_Stated task_: Locate each line in the listing below that contains the string "cart", and copy those lines out.

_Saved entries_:
- - -
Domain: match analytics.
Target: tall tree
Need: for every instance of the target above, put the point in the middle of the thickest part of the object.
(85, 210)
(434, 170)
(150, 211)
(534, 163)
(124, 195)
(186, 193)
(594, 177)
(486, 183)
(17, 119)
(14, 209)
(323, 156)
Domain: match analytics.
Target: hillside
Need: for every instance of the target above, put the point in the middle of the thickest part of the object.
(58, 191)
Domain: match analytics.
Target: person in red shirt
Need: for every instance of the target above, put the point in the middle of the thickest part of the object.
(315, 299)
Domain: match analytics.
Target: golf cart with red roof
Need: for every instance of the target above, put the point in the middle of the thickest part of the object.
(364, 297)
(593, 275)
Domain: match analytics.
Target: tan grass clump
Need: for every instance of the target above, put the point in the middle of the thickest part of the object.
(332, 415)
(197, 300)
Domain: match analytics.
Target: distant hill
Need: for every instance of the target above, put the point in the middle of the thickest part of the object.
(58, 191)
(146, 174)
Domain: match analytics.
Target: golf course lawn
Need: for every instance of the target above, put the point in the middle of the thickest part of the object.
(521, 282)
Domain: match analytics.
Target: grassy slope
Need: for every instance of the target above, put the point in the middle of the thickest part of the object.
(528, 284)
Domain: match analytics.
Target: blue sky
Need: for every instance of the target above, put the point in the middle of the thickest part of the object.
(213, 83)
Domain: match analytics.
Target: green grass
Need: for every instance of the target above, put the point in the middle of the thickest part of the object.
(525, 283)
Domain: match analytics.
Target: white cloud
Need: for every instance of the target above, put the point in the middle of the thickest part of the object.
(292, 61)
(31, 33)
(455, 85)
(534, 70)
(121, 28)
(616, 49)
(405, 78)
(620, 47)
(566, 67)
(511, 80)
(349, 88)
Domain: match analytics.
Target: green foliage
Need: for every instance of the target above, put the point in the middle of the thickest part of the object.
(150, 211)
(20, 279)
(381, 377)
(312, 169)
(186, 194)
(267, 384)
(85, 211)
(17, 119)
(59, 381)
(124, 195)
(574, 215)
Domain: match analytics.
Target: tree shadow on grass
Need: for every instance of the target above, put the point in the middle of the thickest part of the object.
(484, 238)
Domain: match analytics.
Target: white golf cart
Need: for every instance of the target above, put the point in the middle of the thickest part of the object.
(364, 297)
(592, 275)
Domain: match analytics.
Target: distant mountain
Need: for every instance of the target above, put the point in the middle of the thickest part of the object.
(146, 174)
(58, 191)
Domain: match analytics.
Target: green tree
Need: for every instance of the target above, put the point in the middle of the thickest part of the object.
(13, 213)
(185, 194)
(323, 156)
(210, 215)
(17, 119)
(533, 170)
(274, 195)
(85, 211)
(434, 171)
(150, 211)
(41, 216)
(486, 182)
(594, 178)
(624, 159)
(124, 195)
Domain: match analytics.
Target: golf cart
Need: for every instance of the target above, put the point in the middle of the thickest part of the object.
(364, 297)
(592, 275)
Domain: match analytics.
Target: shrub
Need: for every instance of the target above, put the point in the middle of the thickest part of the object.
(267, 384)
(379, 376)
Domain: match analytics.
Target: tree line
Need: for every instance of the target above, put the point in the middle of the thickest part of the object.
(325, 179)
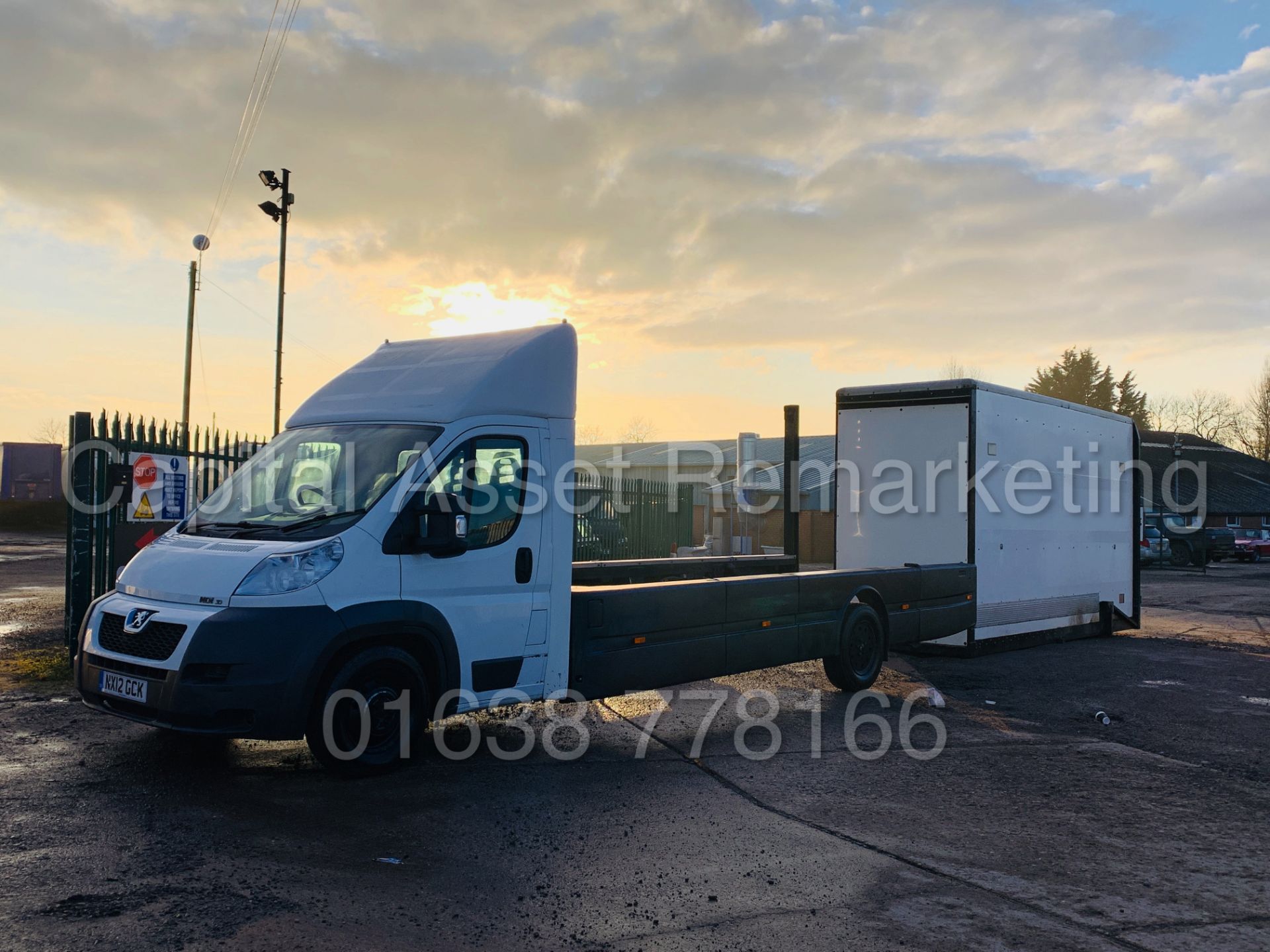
- - -
_Full output_:
Target: golf cart with red roof
Target: white golf cart
Target: golf cart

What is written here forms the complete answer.